YOUR GOAL:
Pull out every line in the entries below that contains the word "branch" and copy each one in full.

INFORMATION GIVEN:
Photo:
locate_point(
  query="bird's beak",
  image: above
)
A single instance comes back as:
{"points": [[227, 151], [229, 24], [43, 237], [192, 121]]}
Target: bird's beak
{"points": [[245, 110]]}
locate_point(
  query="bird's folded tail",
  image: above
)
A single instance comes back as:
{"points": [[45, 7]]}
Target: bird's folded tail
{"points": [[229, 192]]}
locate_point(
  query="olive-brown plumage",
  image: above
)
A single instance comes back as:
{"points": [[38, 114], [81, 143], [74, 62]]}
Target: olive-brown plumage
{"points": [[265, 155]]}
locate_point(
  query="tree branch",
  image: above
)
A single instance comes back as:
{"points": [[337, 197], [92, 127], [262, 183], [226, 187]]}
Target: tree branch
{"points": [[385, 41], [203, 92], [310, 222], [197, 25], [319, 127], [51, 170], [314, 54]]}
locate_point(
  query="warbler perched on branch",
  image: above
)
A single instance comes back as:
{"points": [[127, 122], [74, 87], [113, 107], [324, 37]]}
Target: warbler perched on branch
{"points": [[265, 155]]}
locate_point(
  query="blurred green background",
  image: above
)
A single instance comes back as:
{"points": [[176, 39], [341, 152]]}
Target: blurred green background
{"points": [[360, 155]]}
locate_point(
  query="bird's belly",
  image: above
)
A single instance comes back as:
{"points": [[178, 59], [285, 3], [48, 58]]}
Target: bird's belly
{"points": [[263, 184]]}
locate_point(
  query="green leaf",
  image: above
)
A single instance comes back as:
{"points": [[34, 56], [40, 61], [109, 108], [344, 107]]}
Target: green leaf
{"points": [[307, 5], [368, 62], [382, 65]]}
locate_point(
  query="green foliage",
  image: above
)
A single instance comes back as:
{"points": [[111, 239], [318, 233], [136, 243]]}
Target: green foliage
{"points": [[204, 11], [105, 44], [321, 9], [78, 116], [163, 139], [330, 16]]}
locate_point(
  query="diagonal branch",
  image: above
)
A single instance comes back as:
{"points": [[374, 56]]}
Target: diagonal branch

FINAL ANSWER:
  query="tree branch",
Target: tree branch
  query="warbler perched on branch",
Target: warbler perched on branch
  query="diagonal branch",
Target: diagonal branch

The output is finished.